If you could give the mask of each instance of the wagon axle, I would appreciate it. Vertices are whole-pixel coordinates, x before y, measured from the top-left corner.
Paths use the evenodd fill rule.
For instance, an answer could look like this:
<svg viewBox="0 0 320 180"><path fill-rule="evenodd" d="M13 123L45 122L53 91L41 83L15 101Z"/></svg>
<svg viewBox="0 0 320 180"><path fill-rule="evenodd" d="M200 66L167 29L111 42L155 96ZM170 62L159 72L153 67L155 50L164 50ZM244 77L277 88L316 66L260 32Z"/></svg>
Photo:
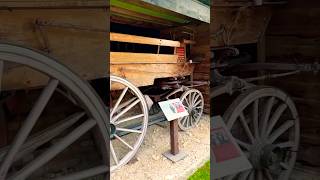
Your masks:
<svg viewBox="0 0 320 180"><path fill-rule="evenodd" d="M269 169L274 172L280 167L284 150L272 144L257 143L250 150L249 159L255 169Z"/></svg>

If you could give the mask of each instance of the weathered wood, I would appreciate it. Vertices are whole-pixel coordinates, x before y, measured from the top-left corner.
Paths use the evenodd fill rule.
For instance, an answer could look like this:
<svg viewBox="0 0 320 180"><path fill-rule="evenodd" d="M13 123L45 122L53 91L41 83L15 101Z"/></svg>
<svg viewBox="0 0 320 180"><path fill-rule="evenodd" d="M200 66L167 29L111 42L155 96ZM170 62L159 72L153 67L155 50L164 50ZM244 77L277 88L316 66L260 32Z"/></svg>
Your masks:
<svg viewBox="0 0 320 180"><path fill-rule="evenodd" d="M110 52L111 64L170 64L177 63L178 55Z"/></svg>
<svg viewBox="0 0 320 180"><path fill-rule="evenodd" d="M66 8L66 7L107 7L105 0L16 0L1 1L0 7L6 8Z"/></svg>
<svg viewBox="0 0 320 180"><path fill-rule="evenodd" d="M225 0L215 0L212 3L214 7L241 7L241 6L253 6L253 1L249 0L236 0L236 1L225 1Z"/></svg>
<svg viewBox="0 0 320 180"><path fill-rule="evenodd" d="M129 80L135 86L153 85L157 78L189 76L193 72L190 63L179 64L113 64L110 74Z"/></svg>
<svg viewBox="0 0 320 180"><path fill-rule="evenodd" d="M120 34L120 33L110 33L110 41L149 44L149 45L157 45L157 46L180 47L179 41L135 36L135 35L129 35L129 34Z"/></svg>
<svg viewBox="0 0 320 180"><path fill-rule="evenodd" d="M8 141L8 127L7 127L7 121L4 114L4 108L3 105L0 105L0 148L7 145Z"/></svg>
<svg viewBox="0 0 320 180"><path fill-rule="evenodd" d="M211 8L211 47L257 43L271 14L268 7Z"/></svg>
<svg viewBox="0 0 320 180"><path fill-rule="evenodd" d="M15 156L15 160L19 160L24 155L34 151L39 146L45 144L46 142L52 140L61 134L64 130L71 127L75 124L81 117L83 117L84 113L75 113L66 119L58 122L57 124L42 130L41 132L31 136L27 142L25 142L17 155ZM3 160L6 153L10 149L10 146L6 146L0 149L0 160Z"/></svg>
<svg viewBox="0 0 320 180"><path fill-rule="evenodd" d="M0 17L1 41L47 52L84 79L106 76L104 31L108 20L104 8L0 10ZM40 25L40 21L46 23ZM5 72L4 78L4 89L47 82L39 73L21 67Z"/></svg>
<svg viewBox="0 0 320 180"><path fill-rule="evenodd" d="M195 18L200 21L210 22L210 6L194 0L143 0L144 2L160 6L165 9ZM192 8L190 8L192 7Z"/></svg>
<svg viewBox="0 0 320 180"><path fill-rule="evenodd" d="M170 121L170 147L171 154L177 155L179 154L179 141L178 141L178 121L173 120Z"/></svg>
<svg viewBox="0 0 320 180"><path fill-rule="evenodd" d="M202 23L199 26L193 28L195 32L194 40L197 42L196 45L191 46L191 59L193 57L202 57L202 61L195 65L193 79L196 81L210 81L210 25ZM210 98L209 84L201 87L196 87L204 96L204 112L210 112Z"/></svg>

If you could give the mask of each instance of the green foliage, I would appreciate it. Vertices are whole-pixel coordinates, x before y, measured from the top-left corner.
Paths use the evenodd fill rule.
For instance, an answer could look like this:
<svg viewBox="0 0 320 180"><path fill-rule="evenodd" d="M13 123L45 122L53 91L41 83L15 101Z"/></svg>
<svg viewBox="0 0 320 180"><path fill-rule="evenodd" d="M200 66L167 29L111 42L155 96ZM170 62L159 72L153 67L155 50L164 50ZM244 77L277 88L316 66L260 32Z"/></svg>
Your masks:
<svg viewBox="0 0 320 180"><path fill-rule="evenodd" d="M210 180L210 161L199 168L188 180Z"/></svg>

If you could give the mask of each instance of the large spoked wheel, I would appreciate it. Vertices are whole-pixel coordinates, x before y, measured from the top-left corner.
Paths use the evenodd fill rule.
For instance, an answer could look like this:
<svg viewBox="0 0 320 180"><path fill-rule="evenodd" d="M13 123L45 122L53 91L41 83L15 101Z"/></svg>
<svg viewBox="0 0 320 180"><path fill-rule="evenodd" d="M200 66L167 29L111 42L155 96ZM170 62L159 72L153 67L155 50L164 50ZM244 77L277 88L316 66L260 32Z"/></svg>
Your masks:
<svg viewBox="0 0 320 180"><path fill-rule="evenodd" d="M299 145L293 101L272 87L254 87L230 105L224 120L253 169L229 179L287 180Z"/></svg>
<svg viewBox="0 0 320 180"><path fill-rule="evenodd" d="M108 116L103 103L87 82L46 55L15 45L0 44L1 84L7 75L15 72L12 70L14 68L8 67L23 67L37 72L48 79L48 84L34 101L13 140L8 146L0 149L0 179L40 178L36 174L43 172L43 167L48 167L55 158L66 152L69 146L93 128L96 128L95 132L102 137L102 141L100 140L101 147L104 149L102 154L109 152L109 129L106 124ZM59 118L61 114L55 114L51 116L55 118L55 123L36 130L38 128L34 127L38 127L38 123L45 121L43 112L47 112L46 107L49 106L50 99L56 95L57 89L64 89L72 94L76 99L73 104L77 105L77 110L67 115L65 119ZM65 99L68 101L68 98ZM58 139L55 143L51 142L54 138ZM29 158L26 159L26 157ZM97 163L93 167L62 173L56 178L84 179L105 174L109 171L107 159L108 157L104 158L104 162Z"/></svg>
<svg viewBox="0 0 320 180"><path fill-rule="evenodd" d="M128 163L141 146L148 127L148 107L140 90L127 80L111 76L110 83L112 172Z"/></svg>
<svg viewBox="0 0 320 180"><path fill-rule="evenodd" d="M189 116L178 119L178 125L181 130L186 131L195 127L203 113L204 101L202 93L197 89L189 89L180 97L182 104L185 106Z"/></svg>

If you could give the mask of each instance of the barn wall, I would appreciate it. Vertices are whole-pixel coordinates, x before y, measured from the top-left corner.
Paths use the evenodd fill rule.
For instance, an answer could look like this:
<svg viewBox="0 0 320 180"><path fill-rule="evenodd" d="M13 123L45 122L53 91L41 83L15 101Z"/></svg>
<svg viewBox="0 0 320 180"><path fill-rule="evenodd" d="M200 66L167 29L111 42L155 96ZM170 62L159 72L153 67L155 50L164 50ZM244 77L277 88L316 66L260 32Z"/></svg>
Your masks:
<svg viewBox="0 0 320 180"><path fill-rule="evenodd" d="M271 17L270 7L211 7L210 45L257 43Z"/></svg>
<svg viewBox="0 0 320 180"><path fill-rule="evenodd" d="M314 63L320 58L320 2L291 0L274 9L266 31L267 61ZM295 100L301 122L299 159L320 165L320 74L301 73L273 80Z"/></svg>
<svg viewBox="0 0 320 180"><path fill-rule="evenodd" d="M196 44L192 46L191 56L203 57L203 61L196 65L194 69L194 80L210 81L210 39L209 24L203 23L194 28ZM198 89L202 92L205 101L205 113L210 112L209 85L201 86Z"/></svg>

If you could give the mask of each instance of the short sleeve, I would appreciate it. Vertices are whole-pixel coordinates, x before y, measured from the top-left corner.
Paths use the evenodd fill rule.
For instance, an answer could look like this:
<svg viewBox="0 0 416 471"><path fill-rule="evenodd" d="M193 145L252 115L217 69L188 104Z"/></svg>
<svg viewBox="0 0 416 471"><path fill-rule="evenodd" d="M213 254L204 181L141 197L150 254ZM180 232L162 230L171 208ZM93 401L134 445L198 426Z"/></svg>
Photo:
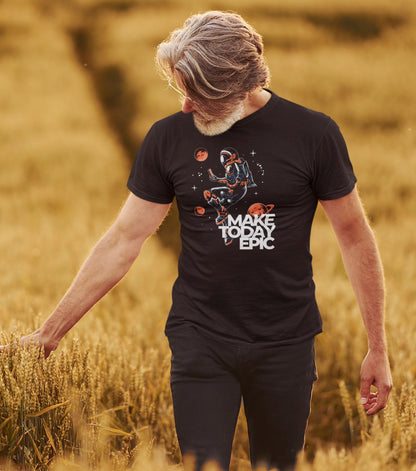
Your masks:
<svg viewBox="0 0 416 471"><path fill-rule="evenodd" d="M174 191L167 176L166 161L162 160L161 154L157 129L153 125L137 152L127 188L139 198L166 204L173 200Z"/></svg>
<svg viewBox="0 0 416 471"><path fill-rule="evenodd" d="M337 124L330 120L315 152L314 193L320 200L342 198L356 182L345 140Z"/></svg>

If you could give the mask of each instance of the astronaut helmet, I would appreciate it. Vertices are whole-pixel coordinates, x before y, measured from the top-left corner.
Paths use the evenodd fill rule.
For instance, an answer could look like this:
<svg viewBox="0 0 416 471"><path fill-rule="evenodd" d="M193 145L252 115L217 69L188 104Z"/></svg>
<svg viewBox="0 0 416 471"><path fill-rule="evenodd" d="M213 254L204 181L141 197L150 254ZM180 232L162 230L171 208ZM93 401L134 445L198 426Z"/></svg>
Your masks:
<svg viewBox="0 0 416 471"><path fill-rule="evenodd" d="M223 167L233 164L238 159L238 152L232 147L226 147L220 152L220 162Z"/></svg>

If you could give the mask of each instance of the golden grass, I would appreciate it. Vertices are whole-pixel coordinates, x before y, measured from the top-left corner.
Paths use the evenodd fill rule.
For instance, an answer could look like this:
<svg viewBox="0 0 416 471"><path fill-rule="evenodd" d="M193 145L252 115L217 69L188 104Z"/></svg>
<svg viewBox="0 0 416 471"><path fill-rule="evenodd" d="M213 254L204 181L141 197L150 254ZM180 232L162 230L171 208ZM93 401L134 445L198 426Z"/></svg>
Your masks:
<svg viewBox="0 0 416 471"><path fill-rule="evenodd" d="M177 110L153 68L156 44L191 12L218 6L0 3L1 342L53 309L127 195L126 142L138 146L154 120ZM362 321L318 212L312 250L325 332L299 469L415 469L414 3L225 0L221 8L264 33L277 93L341 125L385 264L396 388L386 411L367 418L357 402ZM0 357L0 469L177 469L163 336L175 275L175 254L152 237L48 360L33 350ZM245 429L241 419L233 471L249 469Z"/></svg>

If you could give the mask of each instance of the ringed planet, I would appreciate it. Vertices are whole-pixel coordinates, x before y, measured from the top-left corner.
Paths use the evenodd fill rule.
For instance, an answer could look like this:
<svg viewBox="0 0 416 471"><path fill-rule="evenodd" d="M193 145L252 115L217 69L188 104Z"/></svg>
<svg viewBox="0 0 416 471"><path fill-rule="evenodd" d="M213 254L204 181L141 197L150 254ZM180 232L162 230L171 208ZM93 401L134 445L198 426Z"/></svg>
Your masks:
<svg viewBox="0 0 416 471"><path fill-rule="evenodd" d="M254 203L248 208L248 214L251 216L261 216L268 214L274 208L274 204Z"/></svg>

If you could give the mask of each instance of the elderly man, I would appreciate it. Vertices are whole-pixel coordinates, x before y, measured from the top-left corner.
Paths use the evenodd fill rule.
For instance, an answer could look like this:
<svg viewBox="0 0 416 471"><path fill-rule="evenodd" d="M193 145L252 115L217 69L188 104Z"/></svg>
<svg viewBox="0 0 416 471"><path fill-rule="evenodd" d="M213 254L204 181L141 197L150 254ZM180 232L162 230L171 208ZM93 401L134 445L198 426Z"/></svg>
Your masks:
<svg viewBox="0 0 416 471"><path fill-rule="evenodd" d="M210 460L228 469L243 400L253 467L292 470L322 324L309 251L318 201L367 330L368 414L392 387L382 266L348 152L332 119L265 88L262 39L239 15L192 16L159 45L157 63L182 111L150 129L119 216L56 310L21 342L55 349L124 276L176 197L182 252L166 334L181 451L198 470Z"/></svg>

### [What is needed]
Give the number of lines in the material above that include the string "corner", with no further text.

### [Output below]
10